Source records
----------
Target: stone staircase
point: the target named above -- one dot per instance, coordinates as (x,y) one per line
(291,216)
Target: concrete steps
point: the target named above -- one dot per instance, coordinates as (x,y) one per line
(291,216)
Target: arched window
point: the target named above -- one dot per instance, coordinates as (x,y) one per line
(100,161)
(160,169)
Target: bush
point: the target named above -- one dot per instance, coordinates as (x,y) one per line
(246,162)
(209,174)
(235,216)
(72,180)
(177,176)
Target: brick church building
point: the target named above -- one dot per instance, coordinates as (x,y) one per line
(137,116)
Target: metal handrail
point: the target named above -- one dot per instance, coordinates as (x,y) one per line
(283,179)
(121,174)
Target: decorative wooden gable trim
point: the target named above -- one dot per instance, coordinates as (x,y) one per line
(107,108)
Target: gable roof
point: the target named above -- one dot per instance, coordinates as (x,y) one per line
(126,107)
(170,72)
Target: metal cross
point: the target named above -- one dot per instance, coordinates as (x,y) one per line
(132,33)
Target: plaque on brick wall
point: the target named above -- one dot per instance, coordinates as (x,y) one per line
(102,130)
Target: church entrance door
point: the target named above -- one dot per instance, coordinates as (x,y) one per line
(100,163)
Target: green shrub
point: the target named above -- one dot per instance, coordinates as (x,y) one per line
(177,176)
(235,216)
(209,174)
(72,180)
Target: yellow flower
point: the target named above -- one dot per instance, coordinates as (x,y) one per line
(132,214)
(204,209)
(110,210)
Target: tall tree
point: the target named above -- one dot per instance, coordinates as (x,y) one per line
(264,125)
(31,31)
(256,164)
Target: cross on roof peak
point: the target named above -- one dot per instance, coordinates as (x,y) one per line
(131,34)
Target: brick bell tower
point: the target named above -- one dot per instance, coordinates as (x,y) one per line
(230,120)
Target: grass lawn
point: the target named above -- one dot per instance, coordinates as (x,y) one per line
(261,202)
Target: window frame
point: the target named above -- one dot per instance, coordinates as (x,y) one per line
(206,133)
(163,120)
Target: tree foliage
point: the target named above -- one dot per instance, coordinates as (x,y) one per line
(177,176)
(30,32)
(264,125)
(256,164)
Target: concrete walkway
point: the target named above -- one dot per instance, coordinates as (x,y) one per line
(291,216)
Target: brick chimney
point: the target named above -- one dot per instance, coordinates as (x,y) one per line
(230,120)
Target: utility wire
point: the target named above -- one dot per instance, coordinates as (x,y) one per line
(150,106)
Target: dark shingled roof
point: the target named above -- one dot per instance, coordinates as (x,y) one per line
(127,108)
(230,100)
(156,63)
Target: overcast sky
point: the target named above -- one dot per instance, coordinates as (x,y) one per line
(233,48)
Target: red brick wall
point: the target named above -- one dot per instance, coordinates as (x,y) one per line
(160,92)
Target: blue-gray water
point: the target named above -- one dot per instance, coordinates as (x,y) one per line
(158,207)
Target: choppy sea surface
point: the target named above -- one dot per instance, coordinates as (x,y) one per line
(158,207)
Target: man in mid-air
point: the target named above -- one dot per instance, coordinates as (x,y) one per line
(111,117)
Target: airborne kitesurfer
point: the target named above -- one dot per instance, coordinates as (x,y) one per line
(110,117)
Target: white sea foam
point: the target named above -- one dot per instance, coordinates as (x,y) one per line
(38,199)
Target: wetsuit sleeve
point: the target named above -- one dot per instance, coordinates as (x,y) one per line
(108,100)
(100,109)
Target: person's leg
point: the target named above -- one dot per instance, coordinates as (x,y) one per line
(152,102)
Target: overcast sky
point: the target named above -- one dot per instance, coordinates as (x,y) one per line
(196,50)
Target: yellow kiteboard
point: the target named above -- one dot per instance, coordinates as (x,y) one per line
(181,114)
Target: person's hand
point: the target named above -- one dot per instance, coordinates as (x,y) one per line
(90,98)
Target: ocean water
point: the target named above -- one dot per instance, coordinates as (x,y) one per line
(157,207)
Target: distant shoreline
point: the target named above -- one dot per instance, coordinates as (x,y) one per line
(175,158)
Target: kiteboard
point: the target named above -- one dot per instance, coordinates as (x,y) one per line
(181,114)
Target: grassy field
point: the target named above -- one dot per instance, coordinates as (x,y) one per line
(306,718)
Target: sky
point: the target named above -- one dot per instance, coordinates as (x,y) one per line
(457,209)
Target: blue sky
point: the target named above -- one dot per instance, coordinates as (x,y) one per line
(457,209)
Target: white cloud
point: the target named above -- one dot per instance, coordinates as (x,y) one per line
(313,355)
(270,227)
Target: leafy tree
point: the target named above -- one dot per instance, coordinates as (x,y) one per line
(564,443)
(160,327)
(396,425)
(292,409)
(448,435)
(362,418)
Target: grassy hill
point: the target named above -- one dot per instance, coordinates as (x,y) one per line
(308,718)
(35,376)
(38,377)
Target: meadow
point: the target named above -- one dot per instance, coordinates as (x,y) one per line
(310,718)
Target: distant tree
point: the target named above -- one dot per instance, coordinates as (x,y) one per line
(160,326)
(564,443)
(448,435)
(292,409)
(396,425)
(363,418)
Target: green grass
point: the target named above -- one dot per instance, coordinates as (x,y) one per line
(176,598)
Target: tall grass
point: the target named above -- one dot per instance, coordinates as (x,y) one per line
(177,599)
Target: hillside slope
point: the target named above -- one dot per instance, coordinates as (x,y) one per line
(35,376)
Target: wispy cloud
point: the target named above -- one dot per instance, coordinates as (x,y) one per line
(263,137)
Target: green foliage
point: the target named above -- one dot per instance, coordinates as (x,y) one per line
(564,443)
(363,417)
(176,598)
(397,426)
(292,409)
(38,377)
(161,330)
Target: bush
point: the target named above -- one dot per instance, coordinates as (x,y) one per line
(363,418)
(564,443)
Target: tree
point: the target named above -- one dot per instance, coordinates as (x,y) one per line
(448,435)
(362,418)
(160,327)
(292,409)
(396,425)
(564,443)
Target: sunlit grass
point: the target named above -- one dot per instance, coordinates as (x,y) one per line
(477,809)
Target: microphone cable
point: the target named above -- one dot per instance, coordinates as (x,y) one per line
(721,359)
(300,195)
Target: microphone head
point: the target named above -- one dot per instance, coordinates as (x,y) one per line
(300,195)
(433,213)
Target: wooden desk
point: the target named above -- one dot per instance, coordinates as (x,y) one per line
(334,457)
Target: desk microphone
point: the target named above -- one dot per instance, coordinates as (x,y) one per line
----------
Task description: Could you copy every line from the records that mentions the word "foliage"?

Task answer:
Target: tree foliage
Target: green foliage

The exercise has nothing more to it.